» **DATA FOR THIS EXERCISE**

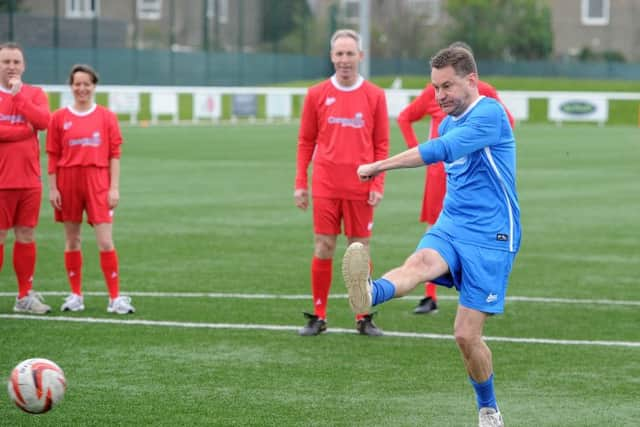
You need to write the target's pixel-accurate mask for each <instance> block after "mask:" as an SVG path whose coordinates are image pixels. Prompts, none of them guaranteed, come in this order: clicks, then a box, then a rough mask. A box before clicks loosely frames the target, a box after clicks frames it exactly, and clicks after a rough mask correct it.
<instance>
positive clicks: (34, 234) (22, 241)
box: [15, 226, 35, 243]
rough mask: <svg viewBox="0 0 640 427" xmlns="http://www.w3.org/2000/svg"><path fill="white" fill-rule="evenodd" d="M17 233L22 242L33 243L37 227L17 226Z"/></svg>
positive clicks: (25, 242)
mask: <svg viewBox="0 0 640 427" xmlns="http://www.w3.org/2000/svg"><path fill="white" fill-rule="evenodd" d="M15 233H16V240H17V241H18V242H20V243H31V242H33V241H34V240H35V229H34V228H33V227H23V226H17V227H16V228H15Z"/></svg>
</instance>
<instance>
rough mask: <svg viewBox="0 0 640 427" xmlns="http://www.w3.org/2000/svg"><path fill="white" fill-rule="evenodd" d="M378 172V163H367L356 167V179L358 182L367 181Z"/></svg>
mask: <svg viewBox="0 0 640 427" xmlns="http://www.w3.org/2000/svg"><path fill="white" fill-rule="evenodd" d="M380 172H381V171H380V162H373V163H367V164H364V165H360V166H358V178H360V181H369V180H371V179H373V178H374V177H375V176H376V175H378V174H379V173H380Z"/></svg>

» **TASK**
Would you output the data above exactly as written, but with no images?

» **TASK OUTPUT**
You need to write the target's pixel-accurate mask for each <instance> block after "mask:" as an SVG path whose coordinates are image pixels. Prompts, none of them guaranteed, come in this order: clicks, then a box, then a rough mask. A box before clicks loosely frames the target, a box after clicks frames it exactly, and clicks after a rough mask correct it.
<instance>
positive clicks: (34, 234) (22, 241)
box: [15, 226, 35, 243]
rough mask: <svg viewBox="0 0 640 427" xmlns="http://www.w3.org/2000/svg"><path fill="white" fill-rule="evenodd" d="M17 233L22 242L33 243L37 227L17 226Z"/></svg>
positive clicks: (25, 242)
mask: <svg viewBox="0 0 640 427" xmlns="http://www.w3.org/2000/svg"><path fill="white" fill-rule="evenodd" d="M15 233H16V240H17V241H18V242H20V243H31V242H33V241H34V240H35V229H34V228H33V227H23V226H17V227H16V228H15Z"/></svg>
</instance>
<instance>
rough mask: <svg viewBox="0 0 640 427" xmlns="http://www.w3.org/2000/svg"><path fill="white" fill-rule="evenodd" d="M378 172V163H367L356 167V179L358 182L367 181Z"/></svg>
mask: <svg viewBox="0 0 640 427" xmlns="http://www.w3.org/2000/svg"><path fill="white" fill-rule="evenodd" d="M380 172H381V171H380V162H373V163H367V164H364V165H360V166H358V178H360V181H369V180H371V179H373V178H374V177H375V176H376V175H378V174H379V173H380Z"/></svg>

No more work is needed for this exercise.